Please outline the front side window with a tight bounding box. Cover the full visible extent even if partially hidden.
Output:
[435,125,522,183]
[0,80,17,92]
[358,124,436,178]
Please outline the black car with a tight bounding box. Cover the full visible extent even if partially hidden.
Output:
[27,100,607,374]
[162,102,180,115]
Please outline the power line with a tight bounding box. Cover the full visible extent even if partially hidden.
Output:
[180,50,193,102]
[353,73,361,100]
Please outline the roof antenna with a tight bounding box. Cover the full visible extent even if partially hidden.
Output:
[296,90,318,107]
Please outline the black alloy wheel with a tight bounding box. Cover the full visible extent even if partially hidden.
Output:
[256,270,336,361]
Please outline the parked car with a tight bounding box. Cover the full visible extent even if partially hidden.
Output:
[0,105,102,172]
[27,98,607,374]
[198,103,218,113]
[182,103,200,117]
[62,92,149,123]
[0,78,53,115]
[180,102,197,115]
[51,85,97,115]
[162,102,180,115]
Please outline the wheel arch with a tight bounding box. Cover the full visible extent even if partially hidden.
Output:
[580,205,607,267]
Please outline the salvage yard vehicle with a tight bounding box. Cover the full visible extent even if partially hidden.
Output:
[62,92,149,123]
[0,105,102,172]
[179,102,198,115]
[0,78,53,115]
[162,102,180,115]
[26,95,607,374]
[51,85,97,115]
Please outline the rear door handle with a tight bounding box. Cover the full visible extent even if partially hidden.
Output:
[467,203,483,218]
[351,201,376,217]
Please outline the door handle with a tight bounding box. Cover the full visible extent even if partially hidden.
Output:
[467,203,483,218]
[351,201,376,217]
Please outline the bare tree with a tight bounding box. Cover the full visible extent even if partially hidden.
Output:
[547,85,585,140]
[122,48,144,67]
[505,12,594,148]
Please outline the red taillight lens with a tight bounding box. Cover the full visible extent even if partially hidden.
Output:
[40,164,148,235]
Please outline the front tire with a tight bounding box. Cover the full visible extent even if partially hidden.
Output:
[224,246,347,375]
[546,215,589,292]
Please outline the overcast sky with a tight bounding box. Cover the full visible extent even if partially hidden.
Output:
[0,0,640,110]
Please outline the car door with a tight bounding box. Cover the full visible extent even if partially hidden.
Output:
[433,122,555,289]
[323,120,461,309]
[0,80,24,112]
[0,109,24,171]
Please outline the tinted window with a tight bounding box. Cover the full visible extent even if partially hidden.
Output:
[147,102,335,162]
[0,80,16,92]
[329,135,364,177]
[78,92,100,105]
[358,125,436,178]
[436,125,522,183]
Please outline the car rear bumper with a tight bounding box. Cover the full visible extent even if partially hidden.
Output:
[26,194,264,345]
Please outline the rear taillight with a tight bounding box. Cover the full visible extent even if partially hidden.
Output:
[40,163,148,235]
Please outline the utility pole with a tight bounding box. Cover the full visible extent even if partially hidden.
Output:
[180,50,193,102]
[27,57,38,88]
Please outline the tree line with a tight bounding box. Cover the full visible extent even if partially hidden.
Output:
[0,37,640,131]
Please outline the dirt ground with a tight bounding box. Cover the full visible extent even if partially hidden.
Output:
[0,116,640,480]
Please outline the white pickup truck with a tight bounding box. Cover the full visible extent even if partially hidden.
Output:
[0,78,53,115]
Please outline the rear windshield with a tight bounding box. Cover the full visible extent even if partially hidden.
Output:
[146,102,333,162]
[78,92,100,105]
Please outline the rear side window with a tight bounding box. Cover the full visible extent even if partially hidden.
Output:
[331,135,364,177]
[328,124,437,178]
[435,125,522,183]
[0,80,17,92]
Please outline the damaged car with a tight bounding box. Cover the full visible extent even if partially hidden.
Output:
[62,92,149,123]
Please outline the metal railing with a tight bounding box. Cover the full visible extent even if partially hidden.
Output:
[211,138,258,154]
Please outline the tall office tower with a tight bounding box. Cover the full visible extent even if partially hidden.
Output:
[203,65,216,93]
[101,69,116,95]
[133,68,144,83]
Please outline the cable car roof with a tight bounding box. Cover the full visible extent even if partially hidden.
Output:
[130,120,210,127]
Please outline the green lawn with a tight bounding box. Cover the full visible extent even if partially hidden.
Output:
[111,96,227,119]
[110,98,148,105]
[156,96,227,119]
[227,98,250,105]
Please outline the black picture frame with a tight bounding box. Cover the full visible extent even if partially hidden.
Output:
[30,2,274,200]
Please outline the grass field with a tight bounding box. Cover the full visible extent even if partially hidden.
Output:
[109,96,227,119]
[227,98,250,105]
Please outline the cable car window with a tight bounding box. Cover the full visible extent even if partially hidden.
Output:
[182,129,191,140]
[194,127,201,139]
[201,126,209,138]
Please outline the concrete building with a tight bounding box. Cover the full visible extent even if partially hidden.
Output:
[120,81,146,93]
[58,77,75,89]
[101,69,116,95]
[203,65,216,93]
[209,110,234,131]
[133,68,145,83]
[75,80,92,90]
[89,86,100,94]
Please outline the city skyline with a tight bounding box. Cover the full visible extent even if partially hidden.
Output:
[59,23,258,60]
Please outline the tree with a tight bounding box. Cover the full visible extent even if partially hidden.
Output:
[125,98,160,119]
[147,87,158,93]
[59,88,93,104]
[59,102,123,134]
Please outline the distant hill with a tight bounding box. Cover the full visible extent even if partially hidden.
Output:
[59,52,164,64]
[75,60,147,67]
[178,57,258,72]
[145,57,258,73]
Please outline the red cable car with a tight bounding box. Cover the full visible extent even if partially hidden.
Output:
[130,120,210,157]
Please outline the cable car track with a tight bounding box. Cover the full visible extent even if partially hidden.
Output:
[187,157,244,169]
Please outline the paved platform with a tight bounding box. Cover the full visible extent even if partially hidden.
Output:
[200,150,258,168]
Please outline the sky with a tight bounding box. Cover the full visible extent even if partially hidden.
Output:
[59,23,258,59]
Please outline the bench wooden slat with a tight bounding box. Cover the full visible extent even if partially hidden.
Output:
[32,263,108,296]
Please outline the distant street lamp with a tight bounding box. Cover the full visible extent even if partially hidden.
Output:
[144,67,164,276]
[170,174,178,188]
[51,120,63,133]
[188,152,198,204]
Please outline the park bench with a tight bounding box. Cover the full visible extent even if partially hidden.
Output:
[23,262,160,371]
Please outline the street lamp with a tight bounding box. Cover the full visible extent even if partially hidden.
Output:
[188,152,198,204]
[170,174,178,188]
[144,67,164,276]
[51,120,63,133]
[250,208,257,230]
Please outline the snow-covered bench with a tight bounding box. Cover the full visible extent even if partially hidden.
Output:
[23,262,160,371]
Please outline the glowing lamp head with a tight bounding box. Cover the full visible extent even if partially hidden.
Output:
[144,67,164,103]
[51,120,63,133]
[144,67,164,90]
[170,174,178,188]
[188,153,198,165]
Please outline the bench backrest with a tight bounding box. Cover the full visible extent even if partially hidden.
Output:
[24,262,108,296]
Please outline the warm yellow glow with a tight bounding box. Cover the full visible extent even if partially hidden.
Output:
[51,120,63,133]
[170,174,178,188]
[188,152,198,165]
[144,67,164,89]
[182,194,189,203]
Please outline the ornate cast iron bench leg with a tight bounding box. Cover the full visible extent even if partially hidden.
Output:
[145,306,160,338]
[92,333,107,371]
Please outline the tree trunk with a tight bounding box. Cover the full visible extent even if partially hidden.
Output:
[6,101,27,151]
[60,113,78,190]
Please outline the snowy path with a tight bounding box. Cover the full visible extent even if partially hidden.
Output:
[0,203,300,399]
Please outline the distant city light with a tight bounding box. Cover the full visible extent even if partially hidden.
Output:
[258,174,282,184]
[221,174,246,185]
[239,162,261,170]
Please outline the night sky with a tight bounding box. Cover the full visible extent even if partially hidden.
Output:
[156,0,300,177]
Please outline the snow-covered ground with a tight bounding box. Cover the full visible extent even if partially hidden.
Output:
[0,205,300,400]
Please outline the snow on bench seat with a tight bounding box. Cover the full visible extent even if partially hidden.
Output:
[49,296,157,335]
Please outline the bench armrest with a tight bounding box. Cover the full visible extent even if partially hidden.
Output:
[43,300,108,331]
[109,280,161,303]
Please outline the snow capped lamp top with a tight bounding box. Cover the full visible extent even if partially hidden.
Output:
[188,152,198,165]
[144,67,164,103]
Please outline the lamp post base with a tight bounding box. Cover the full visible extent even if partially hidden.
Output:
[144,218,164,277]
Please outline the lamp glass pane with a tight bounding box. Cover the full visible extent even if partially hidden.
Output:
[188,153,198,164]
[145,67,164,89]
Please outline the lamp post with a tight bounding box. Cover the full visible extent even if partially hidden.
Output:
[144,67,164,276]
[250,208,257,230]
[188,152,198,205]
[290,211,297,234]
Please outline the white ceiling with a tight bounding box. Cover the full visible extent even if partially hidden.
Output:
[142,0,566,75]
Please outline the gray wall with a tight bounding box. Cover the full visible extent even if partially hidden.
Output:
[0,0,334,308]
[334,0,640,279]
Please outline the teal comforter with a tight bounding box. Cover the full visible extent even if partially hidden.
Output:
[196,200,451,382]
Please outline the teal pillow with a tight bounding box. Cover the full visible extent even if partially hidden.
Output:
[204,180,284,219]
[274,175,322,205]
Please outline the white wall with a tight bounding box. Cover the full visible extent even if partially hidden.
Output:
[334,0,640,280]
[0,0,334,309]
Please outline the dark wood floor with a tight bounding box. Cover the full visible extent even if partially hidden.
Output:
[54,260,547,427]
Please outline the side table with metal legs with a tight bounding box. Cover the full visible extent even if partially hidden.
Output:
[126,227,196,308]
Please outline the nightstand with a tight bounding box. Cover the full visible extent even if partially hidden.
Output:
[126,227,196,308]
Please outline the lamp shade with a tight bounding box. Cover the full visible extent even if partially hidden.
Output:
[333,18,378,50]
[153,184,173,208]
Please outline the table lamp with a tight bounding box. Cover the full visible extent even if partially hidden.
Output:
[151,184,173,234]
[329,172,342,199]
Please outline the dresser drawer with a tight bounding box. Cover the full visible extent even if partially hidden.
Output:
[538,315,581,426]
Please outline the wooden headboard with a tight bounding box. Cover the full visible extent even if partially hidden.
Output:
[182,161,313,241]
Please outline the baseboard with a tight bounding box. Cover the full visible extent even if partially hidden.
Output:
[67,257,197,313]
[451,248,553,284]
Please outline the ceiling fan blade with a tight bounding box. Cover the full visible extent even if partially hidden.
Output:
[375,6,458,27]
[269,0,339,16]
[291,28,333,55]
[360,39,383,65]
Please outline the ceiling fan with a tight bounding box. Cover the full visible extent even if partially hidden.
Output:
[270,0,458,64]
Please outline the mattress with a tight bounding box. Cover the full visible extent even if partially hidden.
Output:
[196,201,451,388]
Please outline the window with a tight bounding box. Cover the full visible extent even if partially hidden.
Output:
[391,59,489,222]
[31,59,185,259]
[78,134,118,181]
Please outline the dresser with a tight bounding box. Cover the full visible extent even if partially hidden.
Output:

##############################

- Written request:
Print the rows above exactly as they appear, starting at the line that contains "Please outline the lamp shade" and ending at the line that contains "[538,315,581,426]".

- Full response:
Please outline the lamp shade with a tight bounding box. Cover the full visible extent even if partially hidden.
Output:
[333,18,378,50]
[153,184,173,208]
Please outline the table lamp with a tight bounding box. Cover the full visible extent even if partially hidden.
Output:
[151,184,173,234]
[329,172,342,199]
Please outline the dresser drawer with a tight bounding box. Cover the full visible extent even if partially hidden.
Output:
[538,315,581,426]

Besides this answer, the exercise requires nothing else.